Working from the data below, write out exactly the lines from its first through the line that contains "find gull reflection in water", both ends included and pictures omitted.
___ DATA SUPPLIED ___
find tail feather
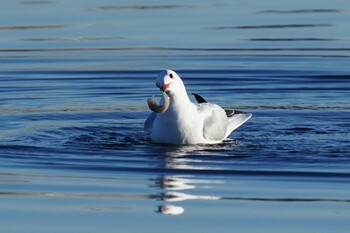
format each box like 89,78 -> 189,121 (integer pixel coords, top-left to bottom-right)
225,113 -> 252,138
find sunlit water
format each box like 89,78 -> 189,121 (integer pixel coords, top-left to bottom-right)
1,1 -> 350,233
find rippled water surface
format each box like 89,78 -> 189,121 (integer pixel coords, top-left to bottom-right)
1,1 -> 350,232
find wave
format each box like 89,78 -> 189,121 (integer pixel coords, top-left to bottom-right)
0,104 -> 348,115
18,37 -> 127,42
2,151 -> 350,179
86,5 -> 196,12
206,24 -> 332,30
2,46 -> 350,53
0,24 -> 65,30
257,9 -> 348,14
244,38 -> 345,42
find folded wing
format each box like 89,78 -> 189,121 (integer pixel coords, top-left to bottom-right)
193,93 -> 252,138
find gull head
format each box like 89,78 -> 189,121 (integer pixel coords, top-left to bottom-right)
155,69 -> 184,98
147,70 -> 187,113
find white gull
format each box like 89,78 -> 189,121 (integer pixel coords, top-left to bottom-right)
144,70 -> 252,144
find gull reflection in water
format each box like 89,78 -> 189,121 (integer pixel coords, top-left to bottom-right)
156,175 -> 222,215
158,205 -> 184,215
155,146 -> 224,216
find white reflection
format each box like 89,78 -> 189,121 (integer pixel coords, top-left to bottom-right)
163,191 -> 220,202
154,144 -> 233,215
158,176 -> 195,191
157,205 -> 184,216
156,175 -> 222,215
155,156 -> 224,215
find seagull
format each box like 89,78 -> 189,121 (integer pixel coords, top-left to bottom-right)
144,70 -> 252,144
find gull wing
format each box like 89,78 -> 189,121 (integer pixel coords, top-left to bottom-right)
144,112 -> 156,134
193,93 -> 252,138
197,103 -> 228,142
144,94 -> 168,134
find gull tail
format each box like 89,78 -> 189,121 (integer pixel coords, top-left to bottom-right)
225,111 -> 252,138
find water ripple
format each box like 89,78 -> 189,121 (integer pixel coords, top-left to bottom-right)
86,5 -> 196,12
257,9 -> 348,14
2,46 -> 349,53
245,38 -> 345,42
1,190 -> 349,203
0,24 -> 65,30
206,24 -> 332,30
19,37 -> 127,42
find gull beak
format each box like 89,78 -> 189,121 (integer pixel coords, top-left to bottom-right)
161,82 -> 171,92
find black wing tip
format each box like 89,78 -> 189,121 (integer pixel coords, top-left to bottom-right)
225,109 -> 249,117
192,93 -> 208,104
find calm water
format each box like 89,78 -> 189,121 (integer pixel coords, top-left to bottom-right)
1,1 -> 350,232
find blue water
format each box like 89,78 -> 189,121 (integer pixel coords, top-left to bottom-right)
1,1 -> 350,232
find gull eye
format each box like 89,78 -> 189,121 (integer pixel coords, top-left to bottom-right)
169,73 -> 174,79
___
**TASK OUTPUT**:
find tail feather
format each box like 89,78 -> 189,121 (integer pixel coords, top-left to bottom-right)
225,113 -> 252,138
find sunlit water
format each box like 89,78 -> 189,121 (integer pixel coords, top-left to bottom-right)
1,1 -> 350,233
find rippled water surface
format each box like 89,78 -> 189,121 (integer pixel coords, top-left to bottom-right)
1,1 -> 350,232
find wave
format each box like 89,78 -> 189,121 (integer pixel coords, top-left to bottom-right)
0,104 -> 348,115
18,37 -> 127,42
2,151 -> 350,179
86,5 -> 196,12
206,24 -> 332,30
2,46 -> 350,53
0,24 -> 65,30
257,9 -> 348,14
244,38 -> 345,42
find folded wing
format each box like 89,78 -> 189,121 (integer pixel coords, top-left to bottom-right)
193,93 -> 252,138
find gull head
format each box like 89,78 -> 189,121 (integer pixel coords, top-left to bottom-right)
155,69 -> 184,98
147,70 -> 187,113
find white gull
format each box like 89,78 -> 189,121 (integer pixel coords, top-left to bottom-right)
144,70 -> 252,144
find gull reflection in water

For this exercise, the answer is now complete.